** Opening Provided information block **

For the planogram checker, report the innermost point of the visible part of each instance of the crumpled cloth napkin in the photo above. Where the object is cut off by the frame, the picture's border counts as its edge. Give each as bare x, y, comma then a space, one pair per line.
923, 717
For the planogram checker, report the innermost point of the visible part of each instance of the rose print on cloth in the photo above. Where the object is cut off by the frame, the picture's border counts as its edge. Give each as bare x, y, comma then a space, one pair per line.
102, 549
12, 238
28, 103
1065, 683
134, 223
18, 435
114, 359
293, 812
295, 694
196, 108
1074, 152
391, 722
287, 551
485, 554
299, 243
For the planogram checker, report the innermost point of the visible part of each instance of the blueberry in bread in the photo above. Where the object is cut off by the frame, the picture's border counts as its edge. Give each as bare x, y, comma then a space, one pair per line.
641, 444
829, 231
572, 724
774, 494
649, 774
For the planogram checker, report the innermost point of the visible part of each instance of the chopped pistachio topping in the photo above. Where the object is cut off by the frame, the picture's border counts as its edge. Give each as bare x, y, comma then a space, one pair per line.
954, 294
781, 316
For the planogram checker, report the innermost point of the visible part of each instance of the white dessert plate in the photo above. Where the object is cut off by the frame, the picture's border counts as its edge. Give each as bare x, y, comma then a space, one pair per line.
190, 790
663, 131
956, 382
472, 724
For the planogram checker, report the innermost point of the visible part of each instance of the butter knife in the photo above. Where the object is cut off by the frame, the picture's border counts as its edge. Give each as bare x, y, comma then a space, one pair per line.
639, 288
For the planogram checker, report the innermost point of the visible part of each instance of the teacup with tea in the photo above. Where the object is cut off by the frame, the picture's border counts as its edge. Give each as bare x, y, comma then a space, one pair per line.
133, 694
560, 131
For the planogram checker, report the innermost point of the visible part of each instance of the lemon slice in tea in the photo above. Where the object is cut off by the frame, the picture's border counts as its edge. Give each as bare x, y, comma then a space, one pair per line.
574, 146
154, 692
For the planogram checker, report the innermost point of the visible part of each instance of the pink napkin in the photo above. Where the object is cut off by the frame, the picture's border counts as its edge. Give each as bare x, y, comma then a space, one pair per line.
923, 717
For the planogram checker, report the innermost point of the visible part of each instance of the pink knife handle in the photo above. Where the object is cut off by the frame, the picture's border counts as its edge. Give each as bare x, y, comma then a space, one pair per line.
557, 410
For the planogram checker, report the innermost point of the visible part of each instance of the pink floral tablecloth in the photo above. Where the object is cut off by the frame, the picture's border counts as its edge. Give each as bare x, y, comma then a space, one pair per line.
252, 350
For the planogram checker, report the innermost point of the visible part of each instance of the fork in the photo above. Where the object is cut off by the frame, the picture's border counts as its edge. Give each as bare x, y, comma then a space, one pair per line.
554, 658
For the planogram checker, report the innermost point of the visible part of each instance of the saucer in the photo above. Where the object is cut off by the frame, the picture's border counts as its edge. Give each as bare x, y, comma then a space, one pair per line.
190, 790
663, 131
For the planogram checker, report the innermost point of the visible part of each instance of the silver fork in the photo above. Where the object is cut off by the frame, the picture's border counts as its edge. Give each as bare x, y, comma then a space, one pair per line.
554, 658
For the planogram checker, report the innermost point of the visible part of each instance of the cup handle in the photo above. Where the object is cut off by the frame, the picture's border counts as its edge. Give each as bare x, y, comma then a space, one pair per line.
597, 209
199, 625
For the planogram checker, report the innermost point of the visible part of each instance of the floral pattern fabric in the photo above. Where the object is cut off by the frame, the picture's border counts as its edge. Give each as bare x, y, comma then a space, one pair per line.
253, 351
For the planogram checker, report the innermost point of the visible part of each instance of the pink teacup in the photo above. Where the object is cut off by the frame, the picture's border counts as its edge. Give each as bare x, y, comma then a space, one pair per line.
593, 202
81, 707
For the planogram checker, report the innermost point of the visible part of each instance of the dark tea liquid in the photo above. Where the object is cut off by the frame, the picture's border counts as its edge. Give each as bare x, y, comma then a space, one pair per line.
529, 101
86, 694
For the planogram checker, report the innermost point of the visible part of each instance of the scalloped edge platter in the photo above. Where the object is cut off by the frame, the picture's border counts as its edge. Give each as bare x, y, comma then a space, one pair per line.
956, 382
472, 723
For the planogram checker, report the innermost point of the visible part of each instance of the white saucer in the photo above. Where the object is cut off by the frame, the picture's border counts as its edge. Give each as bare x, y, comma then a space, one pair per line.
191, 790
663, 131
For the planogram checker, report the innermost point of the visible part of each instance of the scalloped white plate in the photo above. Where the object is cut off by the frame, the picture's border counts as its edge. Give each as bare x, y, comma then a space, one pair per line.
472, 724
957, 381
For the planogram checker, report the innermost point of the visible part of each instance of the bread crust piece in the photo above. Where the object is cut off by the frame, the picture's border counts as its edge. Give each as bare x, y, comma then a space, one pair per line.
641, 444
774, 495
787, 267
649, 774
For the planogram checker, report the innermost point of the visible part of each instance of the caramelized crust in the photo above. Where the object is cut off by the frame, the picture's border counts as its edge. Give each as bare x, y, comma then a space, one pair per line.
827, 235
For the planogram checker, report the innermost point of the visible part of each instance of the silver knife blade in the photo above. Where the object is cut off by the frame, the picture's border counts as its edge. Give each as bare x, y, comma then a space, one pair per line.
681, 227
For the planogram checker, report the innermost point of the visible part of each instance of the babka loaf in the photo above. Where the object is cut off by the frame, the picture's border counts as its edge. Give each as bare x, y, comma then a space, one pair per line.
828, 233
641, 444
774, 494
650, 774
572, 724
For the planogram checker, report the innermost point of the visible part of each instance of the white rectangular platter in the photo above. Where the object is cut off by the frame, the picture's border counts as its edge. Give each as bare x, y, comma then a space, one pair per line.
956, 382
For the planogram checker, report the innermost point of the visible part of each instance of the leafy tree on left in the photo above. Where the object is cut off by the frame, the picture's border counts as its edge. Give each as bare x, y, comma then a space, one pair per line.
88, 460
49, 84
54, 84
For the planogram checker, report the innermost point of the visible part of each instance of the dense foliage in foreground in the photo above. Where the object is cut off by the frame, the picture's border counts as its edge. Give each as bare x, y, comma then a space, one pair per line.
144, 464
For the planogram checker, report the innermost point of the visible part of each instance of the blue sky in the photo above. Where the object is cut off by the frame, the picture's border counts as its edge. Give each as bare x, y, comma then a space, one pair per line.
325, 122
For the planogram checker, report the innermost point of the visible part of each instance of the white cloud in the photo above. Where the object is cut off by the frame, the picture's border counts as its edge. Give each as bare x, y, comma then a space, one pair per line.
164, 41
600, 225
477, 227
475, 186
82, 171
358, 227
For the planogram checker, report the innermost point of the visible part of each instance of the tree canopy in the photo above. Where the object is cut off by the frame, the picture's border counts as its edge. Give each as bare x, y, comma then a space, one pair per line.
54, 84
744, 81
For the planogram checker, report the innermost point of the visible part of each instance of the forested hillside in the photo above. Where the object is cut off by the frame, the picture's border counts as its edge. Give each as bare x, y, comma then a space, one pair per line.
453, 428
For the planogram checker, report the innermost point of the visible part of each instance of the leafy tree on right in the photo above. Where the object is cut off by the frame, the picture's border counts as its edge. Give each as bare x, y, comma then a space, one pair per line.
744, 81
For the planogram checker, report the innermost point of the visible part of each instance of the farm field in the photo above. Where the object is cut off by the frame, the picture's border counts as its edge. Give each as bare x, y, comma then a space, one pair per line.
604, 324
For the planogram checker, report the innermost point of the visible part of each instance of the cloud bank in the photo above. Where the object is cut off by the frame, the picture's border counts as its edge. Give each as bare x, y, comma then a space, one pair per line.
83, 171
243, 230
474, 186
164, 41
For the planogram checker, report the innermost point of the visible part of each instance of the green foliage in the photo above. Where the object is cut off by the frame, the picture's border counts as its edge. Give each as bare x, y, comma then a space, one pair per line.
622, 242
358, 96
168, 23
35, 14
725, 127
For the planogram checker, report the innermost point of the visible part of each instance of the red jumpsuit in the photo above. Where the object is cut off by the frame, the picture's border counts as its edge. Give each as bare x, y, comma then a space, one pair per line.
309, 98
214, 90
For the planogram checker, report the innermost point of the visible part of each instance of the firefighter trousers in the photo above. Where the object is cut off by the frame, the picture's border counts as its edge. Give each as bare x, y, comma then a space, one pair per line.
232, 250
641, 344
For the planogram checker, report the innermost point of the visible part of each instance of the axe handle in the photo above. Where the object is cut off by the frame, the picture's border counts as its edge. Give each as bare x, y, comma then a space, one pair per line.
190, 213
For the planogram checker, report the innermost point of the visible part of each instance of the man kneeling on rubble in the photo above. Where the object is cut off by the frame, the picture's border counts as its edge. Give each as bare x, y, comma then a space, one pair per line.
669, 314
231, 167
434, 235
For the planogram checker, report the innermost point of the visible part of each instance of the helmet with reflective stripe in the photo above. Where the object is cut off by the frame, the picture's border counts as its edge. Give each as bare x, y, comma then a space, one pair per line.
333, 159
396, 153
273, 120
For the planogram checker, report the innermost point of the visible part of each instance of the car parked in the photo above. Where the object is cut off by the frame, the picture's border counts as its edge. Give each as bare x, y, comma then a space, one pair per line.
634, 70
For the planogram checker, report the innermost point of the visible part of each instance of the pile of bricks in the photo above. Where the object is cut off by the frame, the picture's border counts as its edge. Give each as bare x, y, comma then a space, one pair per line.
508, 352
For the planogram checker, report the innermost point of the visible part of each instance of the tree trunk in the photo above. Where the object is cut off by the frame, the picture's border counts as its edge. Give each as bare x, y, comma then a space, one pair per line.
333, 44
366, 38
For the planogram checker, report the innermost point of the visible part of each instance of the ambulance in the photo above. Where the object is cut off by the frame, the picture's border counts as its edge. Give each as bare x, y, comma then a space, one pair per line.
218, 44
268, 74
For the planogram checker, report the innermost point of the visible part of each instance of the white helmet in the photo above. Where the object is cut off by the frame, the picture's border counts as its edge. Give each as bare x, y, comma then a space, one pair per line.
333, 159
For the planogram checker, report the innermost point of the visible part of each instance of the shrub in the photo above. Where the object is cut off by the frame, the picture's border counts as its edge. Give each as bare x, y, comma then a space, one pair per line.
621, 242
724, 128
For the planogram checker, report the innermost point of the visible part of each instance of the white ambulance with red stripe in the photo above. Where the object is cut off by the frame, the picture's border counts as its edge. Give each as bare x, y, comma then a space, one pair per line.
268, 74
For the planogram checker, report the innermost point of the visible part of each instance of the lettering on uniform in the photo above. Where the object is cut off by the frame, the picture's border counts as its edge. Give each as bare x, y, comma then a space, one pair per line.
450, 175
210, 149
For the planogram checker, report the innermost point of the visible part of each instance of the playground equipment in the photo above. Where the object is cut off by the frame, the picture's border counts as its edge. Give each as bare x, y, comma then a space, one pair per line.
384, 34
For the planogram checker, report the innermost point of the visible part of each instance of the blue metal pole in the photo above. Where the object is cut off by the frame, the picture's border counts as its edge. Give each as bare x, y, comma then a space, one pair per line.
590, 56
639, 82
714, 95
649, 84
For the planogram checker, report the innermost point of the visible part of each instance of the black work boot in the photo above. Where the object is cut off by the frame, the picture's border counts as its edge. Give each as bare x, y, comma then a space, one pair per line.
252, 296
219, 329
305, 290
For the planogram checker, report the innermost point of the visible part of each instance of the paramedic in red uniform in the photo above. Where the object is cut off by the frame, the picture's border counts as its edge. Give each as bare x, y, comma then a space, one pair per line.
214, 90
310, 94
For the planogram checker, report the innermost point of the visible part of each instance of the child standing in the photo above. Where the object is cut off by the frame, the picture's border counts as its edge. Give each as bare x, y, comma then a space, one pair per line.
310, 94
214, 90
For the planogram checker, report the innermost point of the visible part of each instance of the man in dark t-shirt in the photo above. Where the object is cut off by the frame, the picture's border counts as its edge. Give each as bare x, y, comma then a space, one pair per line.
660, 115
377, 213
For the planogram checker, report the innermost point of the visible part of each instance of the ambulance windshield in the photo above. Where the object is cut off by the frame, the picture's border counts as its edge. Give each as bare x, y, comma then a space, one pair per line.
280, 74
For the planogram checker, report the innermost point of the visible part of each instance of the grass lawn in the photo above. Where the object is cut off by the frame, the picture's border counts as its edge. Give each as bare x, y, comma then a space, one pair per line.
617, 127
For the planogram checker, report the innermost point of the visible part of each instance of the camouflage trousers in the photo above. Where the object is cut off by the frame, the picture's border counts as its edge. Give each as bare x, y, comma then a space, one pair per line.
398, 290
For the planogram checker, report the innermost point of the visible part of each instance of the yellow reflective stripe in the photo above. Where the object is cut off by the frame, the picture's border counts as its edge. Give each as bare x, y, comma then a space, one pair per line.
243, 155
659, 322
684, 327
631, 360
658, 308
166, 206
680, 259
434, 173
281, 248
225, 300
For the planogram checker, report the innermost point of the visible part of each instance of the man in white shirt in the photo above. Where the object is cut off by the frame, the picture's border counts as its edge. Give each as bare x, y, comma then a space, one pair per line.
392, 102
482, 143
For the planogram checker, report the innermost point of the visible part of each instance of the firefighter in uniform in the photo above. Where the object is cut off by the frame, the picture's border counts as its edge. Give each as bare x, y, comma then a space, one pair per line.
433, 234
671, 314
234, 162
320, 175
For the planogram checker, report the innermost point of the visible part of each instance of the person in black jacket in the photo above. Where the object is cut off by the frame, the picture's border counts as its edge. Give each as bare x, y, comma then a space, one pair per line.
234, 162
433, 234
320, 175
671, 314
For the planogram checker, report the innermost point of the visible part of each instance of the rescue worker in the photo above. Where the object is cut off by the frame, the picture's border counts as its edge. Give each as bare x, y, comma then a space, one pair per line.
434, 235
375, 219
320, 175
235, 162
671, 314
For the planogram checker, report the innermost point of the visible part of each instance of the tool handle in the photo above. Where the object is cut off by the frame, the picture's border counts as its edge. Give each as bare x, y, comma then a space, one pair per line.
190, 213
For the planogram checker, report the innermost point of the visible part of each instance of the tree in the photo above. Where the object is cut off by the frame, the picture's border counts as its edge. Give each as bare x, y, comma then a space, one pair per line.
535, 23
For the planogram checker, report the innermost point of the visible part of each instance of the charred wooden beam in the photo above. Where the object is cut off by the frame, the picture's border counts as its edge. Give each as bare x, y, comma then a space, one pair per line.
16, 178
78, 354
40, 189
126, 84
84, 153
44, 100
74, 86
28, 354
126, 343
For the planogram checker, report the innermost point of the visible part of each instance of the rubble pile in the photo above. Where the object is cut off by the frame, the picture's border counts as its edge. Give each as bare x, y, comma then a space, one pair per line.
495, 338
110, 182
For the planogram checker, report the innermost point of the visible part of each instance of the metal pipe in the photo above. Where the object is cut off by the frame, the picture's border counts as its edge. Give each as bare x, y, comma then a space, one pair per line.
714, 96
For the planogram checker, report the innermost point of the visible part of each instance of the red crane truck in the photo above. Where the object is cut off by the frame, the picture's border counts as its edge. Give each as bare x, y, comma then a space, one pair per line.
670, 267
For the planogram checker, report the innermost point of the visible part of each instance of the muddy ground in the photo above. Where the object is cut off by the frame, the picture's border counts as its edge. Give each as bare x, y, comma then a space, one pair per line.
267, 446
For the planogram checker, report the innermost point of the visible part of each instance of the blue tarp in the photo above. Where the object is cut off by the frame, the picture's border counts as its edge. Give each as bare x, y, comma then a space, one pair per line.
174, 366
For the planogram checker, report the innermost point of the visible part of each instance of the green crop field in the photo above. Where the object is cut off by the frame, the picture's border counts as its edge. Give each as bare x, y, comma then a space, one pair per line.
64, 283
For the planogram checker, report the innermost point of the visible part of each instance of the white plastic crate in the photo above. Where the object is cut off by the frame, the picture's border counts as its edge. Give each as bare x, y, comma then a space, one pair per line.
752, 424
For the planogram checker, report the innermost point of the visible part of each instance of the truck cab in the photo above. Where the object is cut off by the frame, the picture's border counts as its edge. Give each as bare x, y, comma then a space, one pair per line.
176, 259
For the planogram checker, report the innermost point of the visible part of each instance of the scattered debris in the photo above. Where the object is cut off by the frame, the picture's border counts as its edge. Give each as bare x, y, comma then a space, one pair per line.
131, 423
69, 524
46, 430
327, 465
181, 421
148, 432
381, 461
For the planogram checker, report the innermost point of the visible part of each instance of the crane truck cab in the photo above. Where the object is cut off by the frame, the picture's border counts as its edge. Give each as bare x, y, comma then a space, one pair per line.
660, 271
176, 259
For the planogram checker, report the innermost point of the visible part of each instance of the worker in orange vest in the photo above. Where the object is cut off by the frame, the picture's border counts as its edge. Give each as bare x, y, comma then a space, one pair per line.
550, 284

** Closing Provided information block **

Problem requirements: All lines from the one with "the white plastic" to the end of the entries above are to be written out exactly, the first and last included.

Response:
For the planogram checker, report the innermost point of the visible part of each instance of the white plastic crate in the photo above. Where the object is cut off by the frame, the picture's border counts as its edge. Give each as bare x, y, comma then a space, one pair per line.
752, 424
For the planogram checker, report the innermost point of the visible part of each instance of the truck cab in the photo above. Where the object is cut off by the frame, the picture's border counts as its edge. Give each as bare x, y, comma then a space, one pair per line.
176, 259
For the planogram checker, report the innermost point of the visible part of each instance of the scattered debris in the photo above. Where the object is cut off by the frame, the picture's border counts as its edge. Give each as bare x, y, comma then a space, one pair per line.
131, 423
69, 524
46, 430
327, 465
181, 421
148, 432
381, 461
For the planogram checker, report the innermost point of the visible part of each instance of the crane truck cab in the photo above. Where the object is cut off by the frame, the picture's border counts as its edge. Give each as bare x, y, comma then a space, one pair per line.
660, 271
176, 259
For the planogram checker, report the innermost point of the visible part of each instance of the worker in orange vest in the photo above. Where the object is cut off by the frame, the picture's border counts as its edge. Give each as bare x, y, comma then a space, one pair per line.
550, 284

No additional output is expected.